Extracted data entries
★ ★ ★ ★

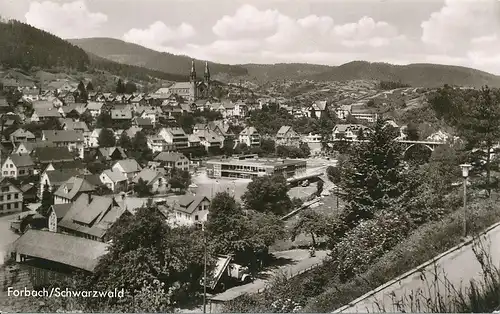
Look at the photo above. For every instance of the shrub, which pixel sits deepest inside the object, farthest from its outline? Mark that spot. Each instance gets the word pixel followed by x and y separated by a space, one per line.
pixel 423 244
pixel 366 242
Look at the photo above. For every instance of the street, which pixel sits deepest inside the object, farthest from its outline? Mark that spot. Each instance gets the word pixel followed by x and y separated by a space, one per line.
pixel 7 236
pixel 295 262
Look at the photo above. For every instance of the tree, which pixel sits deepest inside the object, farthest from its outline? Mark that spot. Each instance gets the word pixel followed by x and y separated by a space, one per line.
pixel 372 176
pixel 130 88
pixel 310 222
pixel 120 87
pixel 47 201
pixel 268 146
pixel 179 179
pixel 142 188
pixel 124 141
pixel 146 255
pixel 104 120
pixel 319 188
pixel 83 95
pixel 306 150
pixel 87 118
pixel 268 194
pixel 106 138
pixel 245 235
pixel 412 132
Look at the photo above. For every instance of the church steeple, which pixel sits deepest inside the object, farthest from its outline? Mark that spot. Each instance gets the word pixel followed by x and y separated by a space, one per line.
pixel 207 73
pixel 192 76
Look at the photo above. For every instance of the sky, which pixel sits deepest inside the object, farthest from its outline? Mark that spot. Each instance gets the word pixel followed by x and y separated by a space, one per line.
pixel 331 32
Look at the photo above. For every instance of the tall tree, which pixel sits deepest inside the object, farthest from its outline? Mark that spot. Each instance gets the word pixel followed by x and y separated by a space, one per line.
pixel 47 201
pixel 90 87
pixel 106 138
pixel 268 194
pixel 479 125
pixel 371 177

★ ★ ★ ★

- REQUIRED WORK
Would you output the data exactly, without any of its images?

- REPLY
Look at the photo above. For every instance of the shrub, which pixel sits deepest inside the object, farthest from its outline? Mark that spot. Each instance gets the word pixel followed by x and y separated by a space, one per line.
pixel 423 244
pixel 366 242
Look at the photo above. For every instance of the street, which pixel sits deepest inside the object, farthest from its outline? Mark that spot. Each instance gets the word pixel followed by x and y separated by a space, one per line.
pixel 7 236
pixel 295 262
Look at the photo above. For every instance of the tree, which pixel sits deepest inside the object, farthest from its outline? Mark that spot. Each instance gets the word pixel followed by x and y separated by a space, one per line.
pixel 372 176
pixel 130 88
pixel 310 222
pixel 120 87
pixel 47 201
pixel 268 146
pixel 179 179
pixel 142 188
pixel 124 141
pixel 146 255
pixel 104 120
pixel 319 188
pixel 83 95
pixel 306 150
pixel 87 118
pixel 268 194
pixel 106 138
pixel 245 235
pixel 412 132
Look at the photo above. For every instance of the church steeple, which pixel sits deepest inside the object, farthest from its outline? Mark that spot. Each instance gets the word pixel followed by x and y separated by a space, one per line.
pixel 207 73
pixel 192 76
Look at the photo above. For every instance of the sky, which pixel sits deepest inside the object, farthest from its outline? Mark that spot. Each instance gets the word pixel followed by x and y separated by a space, one per line.
pixel 331 32
Look at the photo above. For every instance of the tall tree, which pixel sits deepest inside the object, farthest from its outline? Mark that spot. Each instance gets the word pixel followed by x and y separated by a space, one per line.
pixel 47 201
pixel 90 87
pixel 106 138
pixel 268 194
pixel 479 125
pixel 371 177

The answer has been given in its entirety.